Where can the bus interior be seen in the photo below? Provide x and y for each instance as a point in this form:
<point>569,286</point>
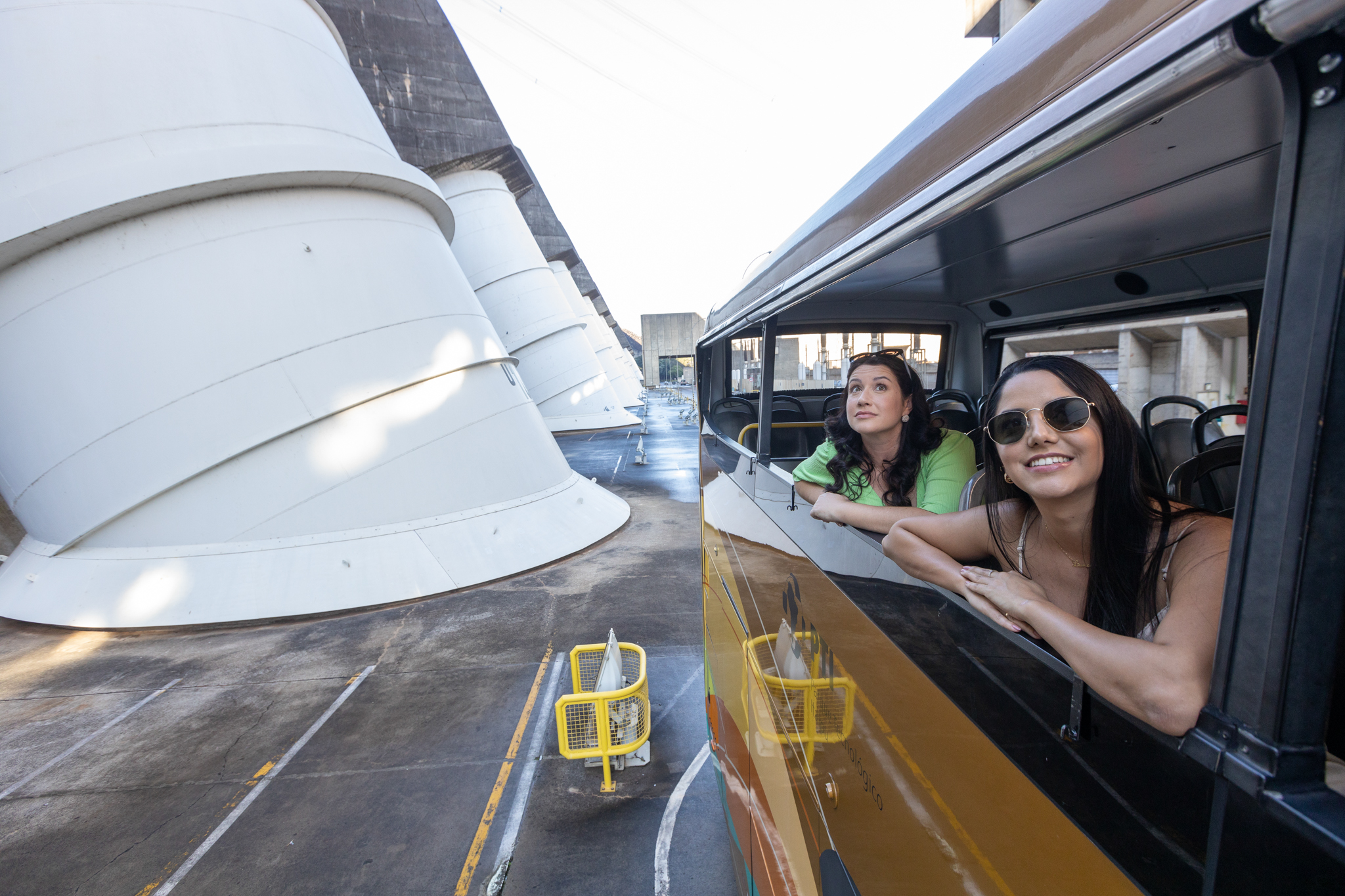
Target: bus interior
<point>1193,258</point>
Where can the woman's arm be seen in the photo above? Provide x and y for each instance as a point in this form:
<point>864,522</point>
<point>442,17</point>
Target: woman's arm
<point>944,473</point>
<point>934,550</point>
<point>1165,683</point>
<point>830,507</point>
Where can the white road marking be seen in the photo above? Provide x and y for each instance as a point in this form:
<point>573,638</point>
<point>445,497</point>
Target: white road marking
<point>665,842</point>
<point>51,762</point>
<point>676,698</point>
<point>542,726</point>
<point>261,785</point>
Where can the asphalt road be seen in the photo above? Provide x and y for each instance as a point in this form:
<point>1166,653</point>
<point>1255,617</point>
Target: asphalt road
<point>254,774</point>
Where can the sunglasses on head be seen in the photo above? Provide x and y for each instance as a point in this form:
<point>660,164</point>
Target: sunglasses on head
<point>1061,414</point>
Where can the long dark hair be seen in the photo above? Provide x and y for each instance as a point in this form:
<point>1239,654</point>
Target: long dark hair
<point>1124,571</point>
<point>917,437</point>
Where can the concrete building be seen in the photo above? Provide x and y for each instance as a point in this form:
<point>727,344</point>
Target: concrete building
<point>439,117</point>
<point>667,336</point>
<point>1202,356</point>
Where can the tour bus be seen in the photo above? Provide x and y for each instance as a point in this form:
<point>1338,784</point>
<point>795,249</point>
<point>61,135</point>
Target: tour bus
<point>1156,188</point>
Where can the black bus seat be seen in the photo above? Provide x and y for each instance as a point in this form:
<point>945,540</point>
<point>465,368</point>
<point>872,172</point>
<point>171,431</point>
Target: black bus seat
<point>793,406</point>
<point>1204,425</point>
<point>974,492</point>
<point>1183,482</point>
<point>834,405</point>
<point>951,395</point>
<point>1169,441</point>
<point>1224,481</point>
<point>787,440</point>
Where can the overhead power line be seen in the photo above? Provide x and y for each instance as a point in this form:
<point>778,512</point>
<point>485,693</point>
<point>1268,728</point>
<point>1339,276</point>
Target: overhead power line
<point>658,33</point>
<point>522,24</point>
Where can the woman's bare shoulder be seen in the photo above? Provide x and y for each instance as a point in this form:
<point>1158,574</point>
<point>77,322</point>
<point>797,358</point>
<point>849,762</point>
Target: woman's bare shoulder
<point>1206,539</point>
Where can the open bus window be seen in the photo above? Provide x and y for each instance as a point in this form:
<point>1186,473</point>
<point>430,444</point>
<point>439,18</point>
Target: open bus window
<point>745,366</point>
<point>1197,356</point>
<point>807,362</point>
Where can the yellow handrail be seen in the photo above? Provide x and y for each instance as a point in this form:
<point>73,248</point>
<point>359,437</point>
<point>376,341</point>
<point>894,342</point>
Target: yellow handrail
<point>603,723</point>
<point>778,426</point>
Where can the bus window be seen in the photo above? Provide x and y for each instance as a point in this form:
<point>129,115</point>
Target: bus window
<point>808,362</point>
<point>745,366</point>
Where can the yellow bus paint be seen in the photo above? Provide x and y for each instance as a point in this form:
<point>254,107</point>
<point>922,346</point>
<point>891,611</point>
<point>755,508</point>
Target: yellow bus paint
<point>929,785</point>
<point>483,829</point>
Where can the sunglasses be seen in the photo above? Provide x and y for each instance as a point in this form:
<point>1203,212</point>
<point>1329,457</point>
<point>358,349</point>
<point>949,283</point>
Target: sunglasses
<point>1061,414</point>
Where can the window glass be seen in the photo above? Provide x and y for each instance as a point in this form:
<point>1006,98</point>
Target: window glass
<point>745,366</point>
<point>1196,356</point>
<point>822,360</point>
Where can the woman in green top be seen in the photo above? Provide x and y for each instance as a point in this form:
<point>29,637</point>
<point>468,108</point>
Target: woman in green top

______

→ **Stated exercise**
Put the lines above into a numbered list, omitting any blank lines and leaving the pictures out.

→ **Task answer**
1. Where can the bus interior be seen in the photo below? Provide x and y for each instance as a point in this form:
2. <point>569,286</point>
3. Target: bus interior
4. <point>1193,258</point>
5. Where can the woman's arm be seen in the photo above? Provide x and y for each instance as a point in this form:
6. <point>864,522</point>
7. <point>442,17</point>
8. Target: woman's arm
9. <point>944,473</point>
10. <point>934,550</point>
11. <point>1165,683</point>
12. <point>830,507</point>
13. Where can the white road marking be seen in the photo above? Provide x and y for each instance as a point in this form:
14. <point>573,638</point>
15. <point>445,497</point>
16. Target: white road marking
17. <point>665,842</point>
18. <point>51,762</point>
19. <point>676,698</point>
20. <point>542,726</point>
21. <point>261,785</point>
22. Where can the asphalt road be seen in the photo above? Provide x and y for each instance as a point in this form:
23. <point>1166,653</point>
24. <point>1255,617</point>
25. Target: asphalt road
26. <point>254,774</point>
27. Where can the sunglasses on head be seen in the photo above? Provide x and y for each instance as a point in this form:
28. <point>660,164</point>
29. Target: sunglasses on head
30. <point>1061,414</point>
31. Where can the long dark hair be seen in the photo above? Provide x and y for each instance as a point in this form:
32. <point>1239,654</point>
33. Target: long dark hair
34. <point>1124,571</point>
35. <point>917,437</point>
36. Where can the concrete building be seen in the photo above? Provide x and y for each instance as a point in this form:
37. <point>727,344</point>
38. Target: concrete building
39. <point>439,117</point>
40. <point>667,336</point>
41. <point>1202,356</point>
42. Where can the tour bus be seen in the photo above? Provide x and y for each instance as a point in this form:
43. <point>1338,784</point>
44. <point>795,249</point>
45. <point>61,135</point>
46. Target: tour bus
47. <point>1156,188</point>
48. Where can the black bus seat be seen in the photo above? Provide x and y for each instance as a point in this form:
49. <point>945,540</point>
50. <point>465,368</point>
51. <point>872,172</point>
52. <point>171,431</point>
53. Target: black bus seat
54. <point>793,406</point>
55. <point>1204,425</point>
56. <point>974,492</point>
57. <point>1183,482</point>
58. <point>834,405</point>
59. <point>951,395</point>
60. <point>1169,441</point>
61. <point>1224,481</point>
62. <point>787,440</point>
63. Where can the overhead power line be seen in the photo above? Provide x and y for each instance as a point in this form:
64. <point>778,512</point>
65. <point>485,693</point>
66. <point>1268,728</point>
67. <point>1339,276</point>
68. Target: overhead power line
69. <point>658,33</point>
70. <point>522,24</point>
71. Where can the woman's bare shoulder be seen in the photo above? Provide x and y for each instance as a point in this form:
72. <point>1158,574</point>
73. <point>77,322</point>
74. <point>797,358</point>
75. <point>849,762</point>
76. Target: woman's bare shoulder
77. <point>1206,539</point>
78. Where can the open bus window be seen in the photo above? Provide x and y for each instance as a point in this form:
79. <point>1186,473</point>
80. <point>430,444</point>
81. <point>439,18</point>
82. Target: open bus window
83. <point>745,366</point>
84. <point>1197,356</point>
85. <point>807,362</point>
86. Where can the yellow handrail be seen in the photo above? Provide x and y for each instance as a point in this form:
87. <point>73,248</point>
88. <point>359,437</point>
89. <point>376,341</point>
90. <point>894,342</point>
91. Target: yellow handrail
92. <point>603,723</point>
93. <point>778,426</point>
94. Where can the bus window be seen in the photo above? Provide x and y for each instance as a point in this form:
95. <point>129,115</point>
96. Target: bus window
97. <point>808,362</point>
98. <point>745,366</point>
99. Where can the yellow bus paint be seen in the photo above? Provide x and y for each instance as a point in this form:
100. <point>254,107</point>
101. <point>922,346</point>
102. <point>891,611</point>
103. <point>755,508</point>
104. Target: yellow bus paint
105. <point>929,785</point>
106. <point>483,829</point>
107. Where can the sunglasses be seen in the photo above? Provide x and y for each instance as a point in this form:
108. <point>1203,212</point>
109. <point>1329,457</point>
110. <point>358,349</point>
111. <point>949,283</point>
112. Target: sunglasses
113. <point>1061,414</point>
114. Where can the window glass be seen in the photo above? Provide x and y for each instance as a point in this form:
115. <point>1006,98</point>
116. Target: window glass
117. <point>745,366</point>
118. <point>1196,356</point>
119. <point>822,360</point>
120. Where can the woman in green top be seen in the photo above? Provide x and y for each instance as a point in this form:
121. <point>29,637</point>
122. <point>468,108</point>
123. Target: woman in green top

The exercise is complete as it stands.